Problem requirements: Start at the line containing "Does the image above contain any ocean?" and stop after the line containing "[39, 184, 99, 198]". Rewrite only those lines, changing "seaweed" to "kelp" and leaving everything else unchanged.

Listed records:

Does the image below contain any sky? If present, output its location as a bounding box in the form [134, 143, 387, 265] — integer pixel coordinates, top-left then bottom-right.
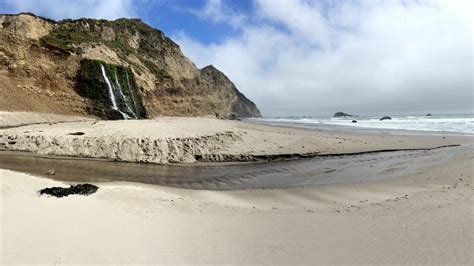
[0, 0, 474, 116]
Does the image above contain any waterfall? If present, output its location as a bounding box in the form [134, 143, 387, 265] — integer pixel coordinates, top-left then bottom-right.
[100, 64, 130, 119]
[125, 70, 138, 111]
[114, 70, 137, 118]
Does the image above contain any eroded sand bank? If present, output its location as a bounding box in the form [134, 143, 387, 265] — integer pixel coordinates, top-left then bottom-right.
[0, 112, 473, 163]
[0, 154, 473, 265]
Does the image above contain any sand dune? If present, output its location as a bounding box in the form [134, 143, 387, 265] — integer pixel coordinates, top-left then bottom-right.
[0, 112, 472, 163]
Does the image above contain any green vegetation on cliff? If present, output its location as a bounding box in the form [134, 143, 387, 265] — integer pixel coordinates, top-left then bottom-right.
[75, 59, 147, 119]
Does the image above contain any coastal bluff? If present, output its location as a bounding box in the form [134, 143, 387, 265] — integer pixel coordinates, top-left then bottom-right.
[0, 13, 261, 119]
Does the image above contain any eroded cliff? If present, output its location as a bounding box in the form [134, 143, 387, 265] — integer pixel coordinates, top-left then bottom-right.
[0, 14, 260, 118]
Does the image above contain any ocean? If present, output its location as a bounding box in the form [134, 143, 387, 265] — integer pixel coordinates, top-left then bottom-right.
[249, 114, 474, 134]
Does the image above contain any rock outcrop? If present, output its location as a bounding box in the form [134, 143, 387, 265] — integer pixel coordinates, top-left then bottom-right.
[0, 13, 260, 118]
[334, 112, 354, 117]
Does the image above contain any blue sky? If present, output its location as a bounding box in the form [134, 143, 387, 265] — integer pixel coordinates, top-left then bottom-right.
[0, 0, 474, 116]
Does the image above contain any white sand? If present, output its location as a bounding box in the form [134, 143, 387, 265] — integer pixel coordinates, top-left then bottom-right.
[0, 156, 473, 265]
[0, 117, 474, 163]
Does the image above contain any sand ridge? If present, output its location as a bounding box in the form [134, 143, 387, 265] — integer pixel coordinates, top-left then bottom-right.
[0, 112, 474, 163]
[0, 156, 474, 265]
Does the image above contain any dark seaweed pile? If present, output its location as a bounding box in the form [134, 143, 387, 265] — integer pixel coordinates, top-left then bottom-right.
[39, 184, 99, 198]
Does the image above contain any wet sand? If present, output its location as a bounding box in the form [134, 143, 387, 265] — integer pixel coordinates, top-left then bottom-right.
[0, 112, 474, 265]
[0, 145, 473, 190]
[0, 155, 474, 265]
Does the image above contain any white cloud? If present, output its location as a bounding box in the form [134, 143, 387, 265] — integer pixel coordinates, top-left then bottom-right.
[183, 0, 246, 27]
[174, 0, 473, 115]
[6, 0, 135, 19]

...

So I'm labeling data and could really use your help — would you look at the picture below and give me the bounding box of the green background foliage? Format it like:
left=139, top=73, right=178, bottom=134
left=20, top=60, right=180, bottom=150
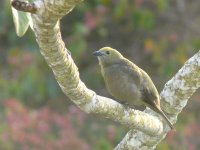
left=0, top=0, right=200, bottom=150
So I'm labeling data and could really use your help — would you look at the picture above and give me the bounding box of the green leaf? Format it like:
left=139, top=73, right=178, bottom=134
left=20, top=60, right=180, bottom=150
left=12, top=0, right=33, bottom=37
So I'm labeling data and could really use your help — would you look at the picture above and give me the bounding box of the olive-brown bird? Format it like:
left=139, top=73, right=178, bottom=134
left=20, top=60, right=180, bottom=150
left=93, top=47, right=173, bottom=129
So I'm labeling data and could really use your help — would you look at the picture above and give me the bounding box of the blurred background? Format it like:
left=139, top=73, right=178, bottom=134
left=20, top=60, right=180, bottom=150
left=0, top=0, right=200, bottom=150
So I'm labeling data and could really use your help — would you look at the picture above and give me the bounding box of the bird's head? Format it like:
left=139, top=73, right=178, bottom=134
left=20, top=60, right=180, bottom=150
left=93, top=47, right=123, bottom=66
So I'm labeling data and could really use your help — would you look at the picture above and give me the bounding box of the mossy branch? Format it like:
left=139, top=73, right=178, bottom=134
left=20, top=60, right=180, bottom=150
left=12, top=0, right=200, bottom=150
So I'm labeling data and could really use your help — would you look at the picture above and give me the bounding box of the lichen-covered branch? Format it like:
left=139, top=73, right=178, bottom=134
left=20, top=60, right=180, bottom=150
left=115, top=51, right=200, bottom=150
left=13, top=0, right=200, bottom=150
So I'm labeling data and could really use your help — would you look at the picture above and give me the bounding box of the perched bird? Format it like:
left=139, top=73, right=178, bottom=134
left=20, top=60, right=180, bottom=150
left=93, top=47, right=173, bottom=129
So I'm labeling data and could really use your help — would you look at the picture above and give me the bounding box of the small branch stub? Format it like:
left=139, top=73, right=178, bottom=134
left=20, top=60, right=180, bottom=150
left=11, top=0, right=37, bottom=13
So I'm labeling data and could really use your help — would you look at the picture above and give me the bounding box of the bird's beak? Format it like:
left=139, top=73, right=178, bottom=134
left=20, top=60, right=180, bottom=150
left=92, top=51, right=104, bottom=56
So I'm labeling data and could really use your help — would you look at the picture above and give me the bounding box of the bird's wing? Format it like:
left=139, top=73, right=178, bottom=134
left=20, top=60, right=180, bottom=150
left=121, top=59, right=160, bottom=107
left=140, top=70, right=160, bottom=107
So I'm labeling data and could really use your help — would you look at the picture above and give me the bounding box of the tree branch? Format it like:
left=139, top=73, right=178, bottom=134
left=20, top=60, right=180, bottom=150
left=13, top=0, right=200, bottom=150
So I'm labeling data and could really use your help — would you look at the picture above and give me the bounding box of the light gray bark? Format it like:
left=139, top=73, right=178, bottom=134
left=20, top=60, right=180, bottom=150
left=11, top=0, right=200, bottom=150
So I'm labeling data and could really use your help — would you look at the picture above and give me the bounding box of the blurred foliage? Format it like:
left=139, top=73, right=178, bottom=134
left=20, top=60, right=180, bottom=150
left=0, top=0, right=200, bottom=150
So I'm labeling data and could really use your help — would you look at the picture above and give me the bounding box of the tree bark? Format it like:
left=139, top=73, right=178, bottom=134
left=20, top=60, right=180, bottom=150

...

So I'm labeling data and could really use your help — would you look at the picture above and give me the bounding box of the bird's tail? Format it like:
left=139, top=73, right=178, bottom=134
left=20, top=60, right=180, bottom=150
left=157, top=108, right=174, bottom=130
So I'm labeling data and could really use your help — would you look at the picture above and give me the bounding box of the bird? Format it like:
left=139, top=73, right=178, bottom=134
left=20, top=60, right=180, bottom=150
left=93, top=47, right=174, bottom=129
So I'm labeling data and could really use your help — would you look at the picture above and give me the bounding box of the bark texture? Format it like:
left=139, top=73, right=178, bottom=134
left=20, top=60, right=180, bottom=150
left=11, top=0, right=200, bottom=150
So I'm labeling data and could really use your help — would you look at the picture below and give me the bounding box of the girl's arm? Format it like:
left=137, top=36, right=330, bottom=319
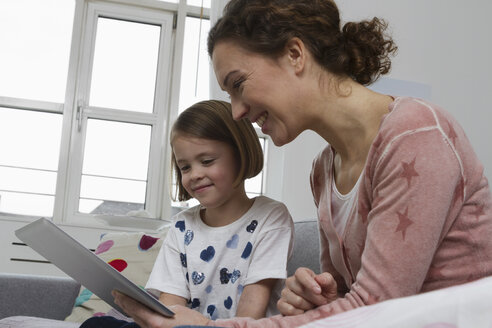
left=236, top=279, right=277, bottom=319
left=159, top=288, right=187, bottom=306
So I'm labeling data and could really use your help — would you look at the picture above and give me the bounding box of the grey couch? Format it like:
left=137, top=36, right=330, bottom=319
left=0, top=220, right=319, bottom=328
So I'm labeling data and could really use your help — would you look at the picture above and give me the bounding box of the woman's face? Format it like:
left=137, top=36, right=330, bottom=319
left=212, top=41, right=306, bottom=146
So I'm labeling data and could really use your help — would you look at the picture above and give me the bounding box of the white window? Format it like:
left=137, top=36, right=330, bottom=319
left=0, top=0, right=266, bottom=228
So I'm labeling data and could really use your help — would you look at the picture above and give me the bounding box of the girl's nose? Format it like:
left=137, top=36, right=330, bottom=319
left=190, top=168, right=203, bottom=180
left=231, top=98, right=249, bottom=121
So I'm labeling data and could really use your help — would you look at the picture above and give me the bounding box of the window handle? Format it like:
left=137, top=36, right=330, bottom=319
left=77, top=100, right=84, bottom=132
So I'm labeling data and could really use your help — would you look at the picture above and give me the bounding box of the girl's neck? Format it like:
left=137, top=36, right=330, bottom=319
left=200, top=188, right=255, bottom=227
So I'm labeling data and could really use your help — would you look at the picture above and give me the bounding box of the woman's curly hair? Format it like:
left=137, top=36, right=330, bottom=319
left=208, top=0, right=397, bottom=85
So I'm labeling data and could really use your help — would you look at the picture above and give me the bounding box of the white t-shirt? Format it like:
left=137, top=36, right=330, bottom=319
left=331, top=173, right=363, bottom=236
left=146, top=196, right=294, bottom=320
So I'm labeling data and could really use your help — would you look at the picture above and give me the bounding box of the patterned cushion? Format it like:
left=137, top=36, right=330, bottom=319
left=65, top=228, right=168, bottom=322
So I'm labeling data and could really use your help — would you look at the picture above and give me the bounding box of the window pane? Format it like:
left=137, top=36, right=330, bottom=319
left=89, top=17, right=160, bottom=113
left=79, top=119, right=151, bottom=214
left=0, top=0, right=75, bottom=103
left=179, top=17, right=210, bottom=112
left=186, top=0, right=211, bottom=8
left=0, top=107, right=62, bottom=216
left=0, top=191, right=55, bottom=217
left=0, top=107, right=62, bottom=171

Written answer:
Does the image above contain any ocean? If present, output its location as a bounding box in the form [134, 143, 387, 265] — integer pixel coordinates, top-left then bottom-right.
[249, 114, 474, 134]
Does the image above contain any rock outcrop? If present, output its location as a bounding box in the form [134, 143, 387, 265] — integer pixel coordinates, top-left then bottom-right.
[0, 13, 260, 118]
[334, 112, 354, 117]
Does the image above contain any blue sky? If present, output its location as a bounding box in the form [134, 143, 387, 265] — integer pixel coordinates, top-left then bottom-right.
[0, 0, 474, 116]
Does the image above contain any white sand? If present, output its location as a bounding box in the form [134, 143, 387, 265] — integer pixel coordinates, top-left then bottom-right.
[0, 156, 473, 265]
[0, 117, 474, 163]
Does the image above contain any sand ridge? If present, output its location as a bounding box in the form [134, 143, 387, 265] — integer pixel coordinates, top-left then bottom-right.
[0, 112, 474, 163]
[0, 156, 474, 265]
Does the image above contain any dark kelp pile? If present, output its location as a bounding box in the form [134, 143, 387, 265] — integer pixel coordinates, top-left then bottom-right.
[39, 184, 99, 198]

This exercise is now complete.